Return exactly the span of lines in the following data that opens with the line containing "column 727, row 377" and closes with the line containing "Where can the white helmet". Include nothing else.
- - - -
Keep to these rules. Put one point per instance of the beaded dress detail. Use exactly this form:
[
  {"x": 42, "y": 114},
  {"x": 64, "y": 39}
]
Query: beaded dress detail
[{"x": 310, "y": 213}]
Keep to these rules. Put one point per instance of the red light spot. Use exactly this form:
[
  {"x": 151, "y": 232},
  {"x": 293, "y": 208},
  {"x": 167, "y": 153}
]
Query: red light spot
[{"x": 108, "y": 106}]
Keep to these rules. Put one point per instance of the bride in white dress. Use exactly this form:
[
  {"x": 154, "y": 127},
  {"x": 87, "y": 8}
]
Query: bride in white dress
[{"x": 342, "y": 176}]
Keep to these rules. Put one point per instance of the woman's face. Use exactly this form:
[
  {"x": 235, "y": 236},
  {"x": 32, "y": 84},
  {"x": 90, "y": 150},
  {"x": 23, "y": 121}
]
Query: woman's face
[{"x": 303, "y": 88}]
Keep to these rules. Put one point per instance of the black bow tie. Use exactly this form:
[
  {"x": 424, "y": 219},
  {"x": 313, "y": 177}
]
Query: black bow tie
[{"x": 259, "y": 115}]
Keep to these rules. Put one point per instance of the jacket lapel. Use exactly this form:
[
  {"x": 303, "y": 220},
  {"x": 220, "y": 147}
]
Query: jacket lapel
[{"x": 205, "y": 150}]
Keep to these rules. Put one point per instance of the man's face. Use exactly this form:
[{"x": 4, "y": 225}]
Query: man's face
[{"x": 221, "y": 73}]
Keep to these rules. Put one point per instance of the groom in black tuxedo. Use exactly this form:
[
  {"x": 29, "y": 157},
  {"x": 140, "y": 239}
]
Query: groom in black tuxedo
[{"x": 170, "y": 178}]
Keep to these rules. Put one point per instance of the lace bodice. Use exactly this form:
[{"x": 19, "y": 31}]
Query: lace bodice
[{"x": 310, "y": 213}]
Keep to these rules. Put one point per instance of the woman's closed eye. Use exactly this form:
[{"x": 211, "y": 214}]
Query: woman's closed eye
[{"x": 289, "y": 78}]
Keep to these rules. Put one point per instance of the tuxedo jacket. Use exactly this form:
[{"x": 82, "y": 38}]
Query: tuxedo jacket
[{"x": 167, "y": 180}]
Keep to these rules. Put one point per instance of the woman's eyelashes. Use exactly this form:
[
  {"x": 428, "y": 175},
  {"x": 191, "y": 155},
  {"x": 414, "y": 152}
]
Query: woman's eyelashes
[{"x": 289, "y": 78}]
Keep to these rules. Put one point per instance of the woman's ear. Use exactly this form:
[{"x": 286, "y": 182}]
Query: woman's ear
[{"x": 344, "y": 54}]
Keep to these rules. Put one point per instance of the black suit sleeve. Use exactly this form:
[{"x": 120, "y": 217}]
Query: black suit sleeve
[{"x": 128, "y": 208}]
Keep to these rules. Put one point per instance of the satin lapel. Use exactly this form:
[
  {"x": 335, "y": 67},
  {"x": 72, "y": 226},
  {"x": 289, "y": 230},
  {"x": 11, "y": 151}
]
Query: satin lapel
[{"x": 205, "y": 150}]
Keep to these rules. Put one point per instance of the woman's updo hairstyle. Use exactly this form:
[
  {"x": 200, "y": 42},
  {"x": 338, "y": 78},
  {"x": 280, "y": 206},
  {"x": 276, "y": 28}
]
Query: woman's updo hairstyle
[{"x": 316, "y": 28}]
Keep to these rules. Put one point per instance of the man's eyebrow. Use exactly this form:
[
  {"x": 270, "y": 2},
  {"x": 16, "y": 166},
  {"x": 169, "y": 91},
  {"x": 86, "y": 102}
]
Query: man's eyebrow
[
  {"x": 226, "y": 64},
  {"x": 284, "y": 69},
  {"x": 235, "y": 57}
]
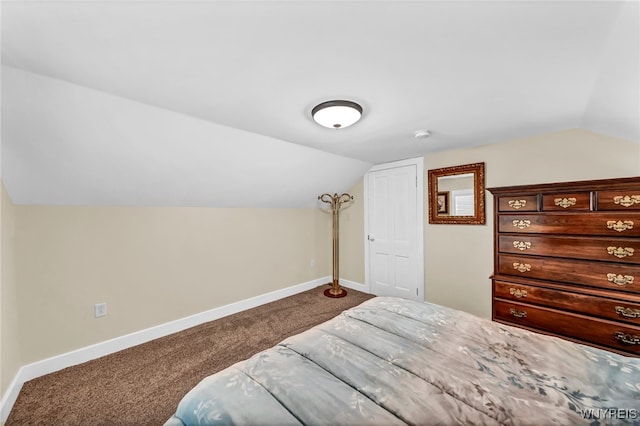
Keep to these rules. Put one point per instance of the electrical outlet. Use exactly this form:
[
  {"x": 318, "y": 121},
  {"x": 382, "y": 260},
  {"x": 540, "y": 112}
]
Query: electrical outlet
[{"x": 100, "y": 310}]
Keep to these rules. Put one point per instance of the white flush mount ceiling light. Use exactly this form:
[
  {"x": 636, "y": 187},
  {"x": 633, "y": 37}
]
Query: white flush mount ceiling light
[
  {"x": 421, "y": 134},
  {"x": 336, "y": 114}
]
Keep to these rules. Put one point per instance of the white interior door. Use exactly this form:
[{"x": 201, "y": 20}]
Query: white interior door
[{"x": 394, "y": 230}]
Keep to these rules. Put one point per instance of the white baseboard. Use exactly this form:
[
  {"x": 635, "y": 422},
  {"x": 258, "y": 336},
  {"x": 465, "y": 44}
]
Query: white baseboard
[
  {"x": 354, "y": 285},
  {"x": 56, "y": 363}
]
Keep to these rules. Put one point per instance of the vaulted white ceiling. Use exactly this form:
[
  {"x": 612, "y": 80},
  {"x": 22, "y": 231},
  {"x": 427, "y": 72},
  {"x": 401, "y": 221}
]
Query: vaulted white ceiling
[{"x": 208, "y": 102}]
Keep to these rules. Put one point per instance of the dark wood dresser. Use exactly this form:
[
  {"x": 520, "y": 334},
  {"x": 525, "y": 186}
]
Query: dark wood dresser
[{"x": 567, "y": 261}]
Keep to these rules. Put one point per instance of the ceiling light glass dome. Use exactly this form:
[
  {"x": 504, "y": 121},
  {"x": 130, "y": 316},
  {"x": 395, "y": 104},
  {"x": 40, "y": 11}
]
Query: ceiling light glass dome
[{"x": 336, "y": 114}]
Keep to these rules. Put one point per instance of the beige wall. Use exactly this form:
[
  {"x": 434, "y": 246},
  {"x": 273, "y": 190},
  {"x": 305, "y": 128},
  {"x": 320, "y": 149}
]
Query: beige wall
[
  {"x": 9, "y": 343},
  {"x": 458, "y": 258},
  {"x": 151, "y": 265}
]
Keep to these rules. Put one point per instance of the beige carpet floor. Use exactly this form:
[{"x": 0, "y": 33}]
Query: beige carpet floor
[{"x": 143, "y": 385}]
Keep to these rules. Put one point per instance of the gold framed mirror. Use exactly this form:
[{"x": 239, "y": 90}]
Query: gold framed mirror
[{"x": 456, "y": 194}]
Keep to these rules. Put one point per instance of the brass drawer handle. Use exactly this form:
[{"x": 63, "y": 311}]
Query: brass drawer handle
- - - -
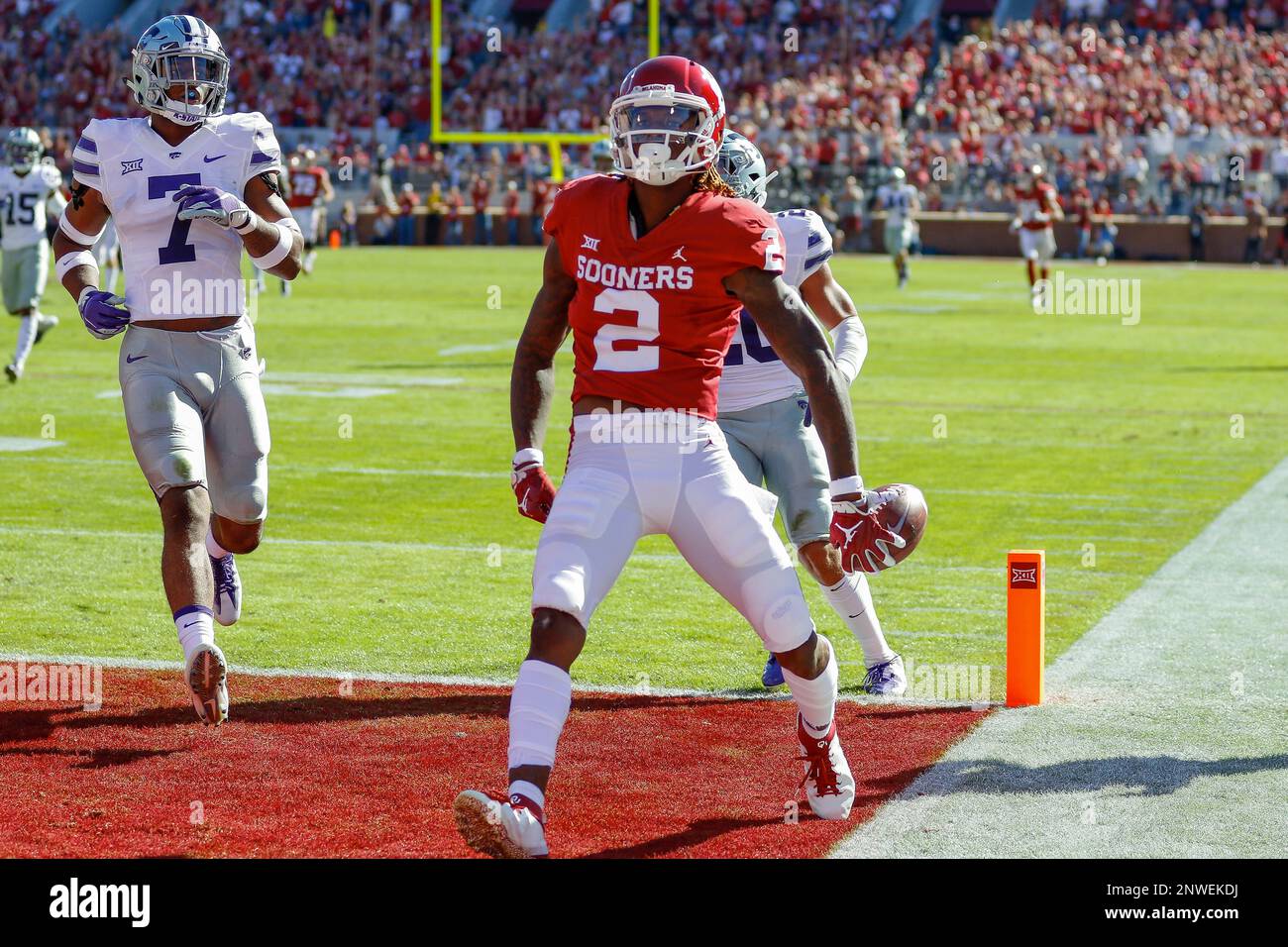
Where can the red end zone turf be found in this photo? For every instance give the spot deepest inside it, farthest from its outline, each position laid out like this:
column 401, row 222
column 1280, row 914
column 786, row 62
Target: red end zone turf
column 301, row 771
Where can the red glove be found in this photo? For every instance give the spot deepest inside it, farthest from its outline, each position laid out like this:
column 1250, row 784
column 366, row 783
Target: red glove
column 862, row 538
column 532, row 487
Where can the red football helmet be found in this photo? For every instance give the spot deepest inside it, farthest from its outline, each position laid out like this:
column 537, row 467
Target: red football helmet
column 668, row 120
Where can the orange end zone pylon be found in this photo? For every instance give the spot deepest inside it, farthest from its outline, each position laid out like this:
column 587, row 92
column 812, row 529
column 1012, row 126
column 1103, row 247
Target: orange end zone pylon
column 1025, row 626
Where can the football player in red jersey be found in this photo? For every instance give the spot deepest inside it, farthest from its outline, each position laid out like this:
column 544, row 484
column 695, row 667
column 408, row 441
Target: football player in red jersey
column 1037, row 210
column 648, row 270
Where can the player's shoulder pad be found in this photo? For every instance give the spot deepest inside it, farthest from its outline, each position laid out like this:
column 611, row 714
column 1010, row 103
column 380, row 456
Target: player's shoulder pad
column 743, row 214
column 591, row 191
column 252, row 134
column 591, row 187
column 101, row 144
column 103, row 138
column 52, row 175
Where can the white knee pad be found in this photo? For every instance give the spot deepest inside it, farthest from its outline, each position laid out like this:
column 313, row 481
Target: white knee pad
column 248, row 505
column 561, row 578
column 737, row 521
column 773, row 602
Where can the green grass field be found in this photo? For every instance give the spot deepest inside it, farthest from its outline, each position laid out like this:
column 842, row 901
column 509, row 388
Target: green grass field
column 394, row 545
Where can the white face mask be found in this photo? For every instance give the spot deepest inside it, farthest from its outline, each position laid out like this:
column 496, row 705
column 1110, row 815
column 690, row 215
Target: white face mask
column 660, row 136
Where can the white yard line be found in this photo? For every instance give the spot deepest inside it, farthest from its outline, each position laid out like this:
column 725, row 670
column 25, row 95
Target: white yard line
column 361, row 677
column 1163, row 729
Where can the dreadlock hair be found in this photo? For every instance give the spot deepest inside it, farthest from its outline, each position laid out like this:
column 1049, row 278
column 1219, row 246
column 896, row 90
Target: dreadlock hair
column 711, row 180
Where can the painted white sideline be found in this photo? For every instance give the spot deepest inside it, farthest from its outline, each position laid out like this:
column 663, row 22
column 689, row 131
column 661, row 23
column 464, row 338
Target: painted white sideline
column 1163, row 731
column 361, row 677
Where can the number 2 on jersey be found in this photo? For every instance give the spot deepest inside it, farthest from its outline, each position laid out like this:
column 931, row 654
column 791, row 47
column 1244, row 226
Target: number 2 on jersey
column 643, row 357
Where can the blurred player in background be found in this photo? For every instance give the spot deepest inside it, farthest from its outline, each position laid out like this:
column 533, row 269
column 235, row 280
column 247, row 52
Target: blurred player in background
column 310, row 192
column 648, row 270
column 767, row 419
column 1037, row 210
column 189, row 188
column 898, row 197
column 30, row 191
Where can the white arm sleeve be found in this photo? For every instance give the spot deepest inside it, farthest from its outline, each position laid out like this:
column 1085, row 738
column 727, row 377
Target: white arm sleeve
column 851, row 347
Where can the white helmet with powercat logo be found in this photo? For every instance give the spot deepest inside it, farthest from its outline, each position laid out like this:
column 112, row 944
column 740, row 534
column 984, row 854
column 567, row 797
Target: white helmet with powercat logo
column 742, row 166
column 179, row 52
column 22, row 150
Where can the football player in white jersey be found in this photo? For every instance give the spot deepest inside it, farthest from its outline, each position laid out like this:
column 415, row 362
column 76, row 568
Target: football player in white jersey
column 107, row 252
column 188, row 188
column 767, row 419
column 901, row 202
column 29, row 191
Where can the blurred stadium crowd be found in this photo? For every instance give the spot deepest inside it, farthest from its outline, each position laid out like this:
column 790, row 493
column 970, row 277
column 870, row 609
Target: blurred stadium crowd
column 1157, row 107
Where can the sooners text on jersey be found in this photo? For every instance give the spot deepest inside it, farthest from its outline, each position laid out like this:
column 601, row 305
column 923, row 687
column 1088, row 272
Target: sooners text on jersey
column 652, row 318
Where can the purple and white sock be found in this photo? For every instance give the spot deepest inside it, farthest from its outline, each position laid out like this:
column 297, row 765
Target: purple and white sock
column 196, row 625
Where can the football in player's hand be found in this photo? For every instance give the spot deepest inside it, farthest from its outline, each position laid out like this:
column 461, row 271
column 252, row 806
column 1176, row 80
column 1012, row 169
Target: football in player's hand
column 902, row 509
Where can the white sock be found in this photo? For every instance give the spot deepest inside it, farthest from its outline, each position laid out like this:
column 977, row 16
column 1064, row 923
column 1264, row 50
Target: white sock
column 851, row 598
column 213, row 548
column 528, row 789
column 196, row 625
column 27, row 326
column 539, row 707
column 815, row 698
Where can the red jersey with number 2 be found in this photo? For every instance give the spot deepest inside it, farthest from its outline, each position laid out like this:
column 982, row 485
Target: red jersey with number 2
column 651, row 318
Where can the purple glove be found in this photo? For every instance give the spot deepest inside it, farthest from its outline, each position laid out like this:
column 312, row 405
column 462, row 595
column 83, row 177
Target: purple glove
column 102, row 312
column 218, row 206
- - - -
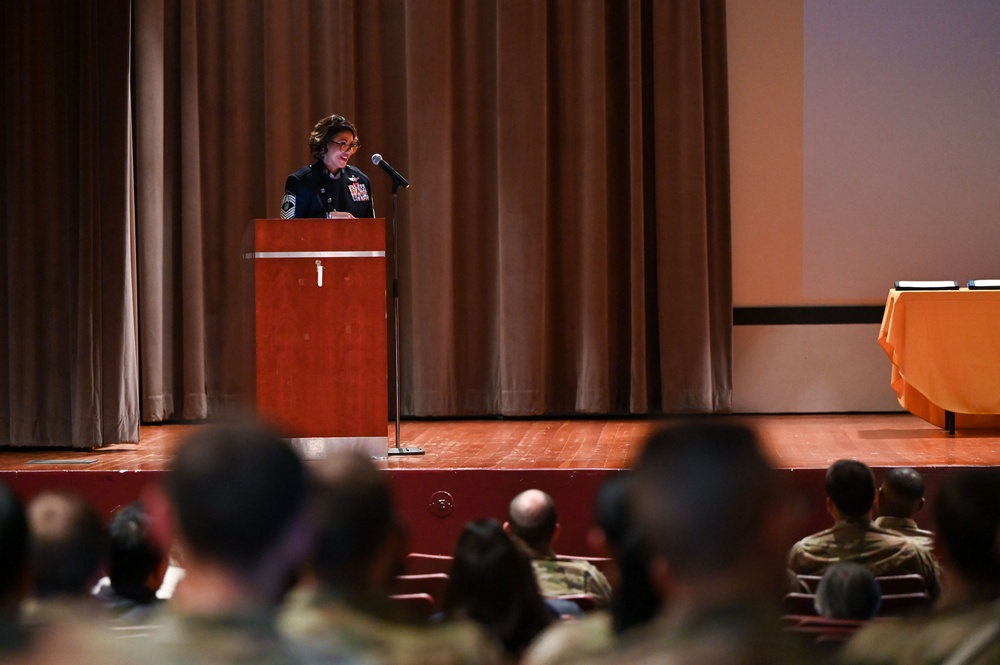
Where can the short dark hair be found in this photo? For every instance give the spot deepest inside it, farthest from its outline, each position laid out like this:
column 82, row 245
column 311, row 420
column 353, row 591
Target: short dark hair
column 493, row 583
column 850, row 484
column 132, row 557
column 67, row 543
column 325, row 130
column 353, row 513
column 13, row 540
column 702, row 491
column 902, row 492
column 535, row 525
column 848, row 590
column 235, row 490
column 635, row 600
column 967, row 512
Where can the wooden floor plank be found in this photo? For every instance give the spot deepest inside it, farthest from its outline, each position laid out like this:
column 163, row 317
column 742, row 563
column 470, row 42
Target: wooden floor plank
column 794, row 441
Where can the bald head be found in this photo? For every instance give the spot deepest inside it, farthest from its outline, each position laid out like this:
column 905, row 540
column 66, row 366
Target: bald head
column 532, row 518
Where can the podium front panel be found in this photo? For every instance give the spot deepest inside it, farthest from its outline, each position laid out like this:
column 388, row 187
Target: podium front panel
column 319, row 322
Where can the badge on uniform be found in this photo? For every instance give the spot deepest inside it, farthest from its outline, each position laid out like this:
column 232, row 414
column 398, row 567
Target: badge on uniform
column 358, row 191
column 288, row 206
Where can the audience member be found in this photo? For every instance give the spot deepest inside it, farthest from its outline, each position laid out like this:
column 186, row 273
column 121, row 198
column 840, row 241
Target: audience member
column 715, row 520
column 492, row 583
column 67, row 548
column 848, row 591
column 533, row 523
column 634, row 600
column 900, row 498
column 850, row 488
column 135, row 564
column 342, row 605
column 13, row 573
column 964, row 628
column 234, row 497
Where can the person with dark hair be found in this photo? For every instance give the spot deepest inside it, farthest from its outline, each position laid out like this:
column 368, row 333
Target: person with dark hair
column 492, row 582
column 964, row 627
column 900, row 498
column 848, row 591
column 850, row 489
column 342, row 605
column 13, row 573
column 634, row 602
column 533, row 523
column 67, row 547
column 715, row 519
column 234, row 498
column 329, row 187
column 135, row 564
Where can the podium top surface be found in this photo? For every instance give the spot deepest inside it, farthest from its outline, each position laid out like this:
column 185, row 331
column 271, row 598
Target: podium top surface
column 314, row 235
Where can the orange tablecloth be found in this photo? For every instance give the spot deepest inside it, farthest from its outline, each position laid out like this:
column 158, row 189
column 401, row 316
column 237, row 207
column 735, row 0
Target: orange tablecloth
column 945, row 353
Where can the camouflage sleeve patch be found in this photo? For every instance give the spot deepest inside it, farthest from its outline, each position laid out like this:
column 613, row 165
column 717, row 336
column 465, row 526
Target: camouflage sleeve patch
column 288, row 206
- - - -
• The completed task:
column 727, row 377
Target: white arm sleeve
column 851, row 347
Where can the white helmet with powercat logo be found in this photo? For every instance give the spot deepest inside it, farthest from its outline, each position laid out like this:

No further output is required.